◆ GIVEN ENTRIES
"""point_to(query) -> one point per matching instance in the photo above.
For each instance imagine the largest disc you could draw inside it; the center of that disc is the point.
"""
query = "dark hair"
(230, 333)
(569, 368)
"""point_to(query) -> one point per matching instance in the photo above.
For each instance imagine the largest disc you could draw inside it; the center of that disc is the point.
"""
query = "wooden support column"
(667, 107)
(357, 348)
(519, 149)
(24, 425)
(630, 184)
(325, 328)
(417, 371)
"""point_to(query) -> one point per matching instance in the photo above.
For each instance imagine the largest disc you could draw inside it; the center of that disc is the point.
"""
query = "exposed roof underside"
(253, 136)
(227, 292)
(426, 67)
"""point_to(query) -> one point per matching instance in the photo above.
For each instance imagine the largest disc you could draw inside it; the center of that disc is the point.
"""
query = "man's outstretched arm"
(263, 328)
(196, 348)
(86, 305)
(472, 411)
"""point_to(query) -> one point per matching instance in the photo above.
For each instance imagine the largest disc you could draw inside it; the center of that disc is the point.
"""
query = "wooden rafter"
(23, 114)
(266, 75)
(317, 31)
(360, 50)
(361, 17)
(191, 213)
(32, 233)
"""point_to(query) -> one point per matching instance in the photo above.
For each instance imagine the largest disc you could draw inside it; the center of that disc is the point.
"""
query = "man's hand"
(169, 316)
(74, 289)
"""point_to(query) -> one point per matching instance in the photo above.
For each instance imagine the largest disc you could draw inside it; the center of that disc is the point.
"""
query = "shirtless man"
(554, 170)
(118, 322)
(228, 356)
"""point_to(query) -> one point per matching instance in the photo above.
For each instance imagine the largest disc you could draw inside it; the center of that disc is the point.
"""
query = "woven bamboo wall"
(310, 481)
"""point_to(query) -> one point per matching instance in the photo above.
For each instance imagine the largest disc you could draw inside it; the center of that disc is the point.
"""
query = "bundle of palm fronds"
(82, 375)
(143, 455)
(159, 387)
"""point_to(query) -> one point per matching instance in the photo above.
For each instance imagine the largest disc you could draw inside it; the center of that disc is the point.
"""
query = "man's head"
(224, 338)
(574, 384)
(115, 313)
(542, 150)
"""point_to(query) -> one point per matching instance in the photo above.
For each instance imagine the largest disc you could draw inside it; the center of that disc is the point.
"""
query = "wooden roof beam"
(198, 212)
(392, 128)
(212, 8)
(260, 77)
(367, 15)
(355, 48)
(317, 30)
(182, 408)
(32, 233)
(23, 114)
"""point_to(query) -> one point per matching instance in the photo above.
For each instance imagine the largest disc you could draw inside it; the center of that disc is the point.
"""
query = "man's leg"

◆ TASK GOAL
Reproduce the data in its entirety. Keep every character unchanged.

◆ WORKED SOLUTION
"""point_to(query) -> one point per matching instance in the photo above.
For each instance imagine the largest disc you could draw inside it; the center of that disc is the point.
"""
query = "dark hair"
(230, 333)
(569, 368)
"""point_to(query) -> one point per matching instance in the photo above.
For each instance imagine the largest disc you could draw inside it; the center of that disc is the point.
"""
query = "wooden support column"
(667, 107)
(357, 348)
(519, 149)
(24, 425)
(630, 184)
(325, 328)
(417, 371)
"""point_to(query) -> one point per matching instance in the photo above.
For each instance imagine the largest disc you could draw inside it; the center of that disc is the point.
"""
query = "exposed roof underside"
(253, 136)
(227, 292)
(426, 67)
"""point_to(query) -> one point per matching instance in the photo above.
For each instance imagine the largest disc you could draw inside it; the center of that disc is the point.
"""
query = "man's outstretched arm"
(263, 328)
(196, 348)
(86, 305)
(472, 411)
"""point_to(query) -> one point per matching instance in the photo above.
For each instance imagine the largest disc you could draw inside it; the center of that disc is the point.
"""
query = "wooden rafter"
(23, 114)
(266, 75)
(317, 31)
(360, 50)
(361, 17)
(191, 213)
(32, 233)
"""point_to(query) -> one point per matching instance in the photo above.
For each instance imagine the largest disc you could draw inside it; the center of that disc is the point.
"""
query = "man's hand"
(169, 316)
(74, 289)
"""point_to(query) -> one point per matching instance in the photo above.
For each instance imagine the largest disc you could draw inside it; the center of that disc is the point.
"""
query = "shirtless man"
(554, 170)
(118, 322)
(228, 356)
"""point_to(query) -> one point per matching instance in the photo above.
For each instance imagine the largest disc you could draw inside it; the center of that disc is the point.
"""
query = "woven bamboo wall"
(310, 481)
"""point_to(query) -> one point per matching instance in the photo above.
For each instance imagine the largest disc you could draw inside it; the center of that disc is the point.
"""
query = "bundle of palm fronds"
(82, 375)
(143, 455)
(159, 387)
"""point_to(query) -> one point per matching instance in the photo above.
For each instance imagine the largest disc you could draw inside it; the center of that disc is the point.
"""
query = "man's head"
(224, 338)
(574, 384)
(115, 313)
(542, 150)
"""point_to(query) -> one point per matching instance in the photo above.
For each instance imagine the largest disc you could draw inside it; the center of that disc is the point.
"""
query = "wooden roof beam"
(198, 212)
(392, 128)
(212, 8)
(260, 77)
(367, 15)
(355, 48)
(317, 30)
(182, 408)
(32, 233)
(23, 114)
"""point_to(query) -> one point per matching instance in the photo above.
For each instance imagine the largest disc you could draw inside it; the center of that disc is the point.
"""
query = "man's leg"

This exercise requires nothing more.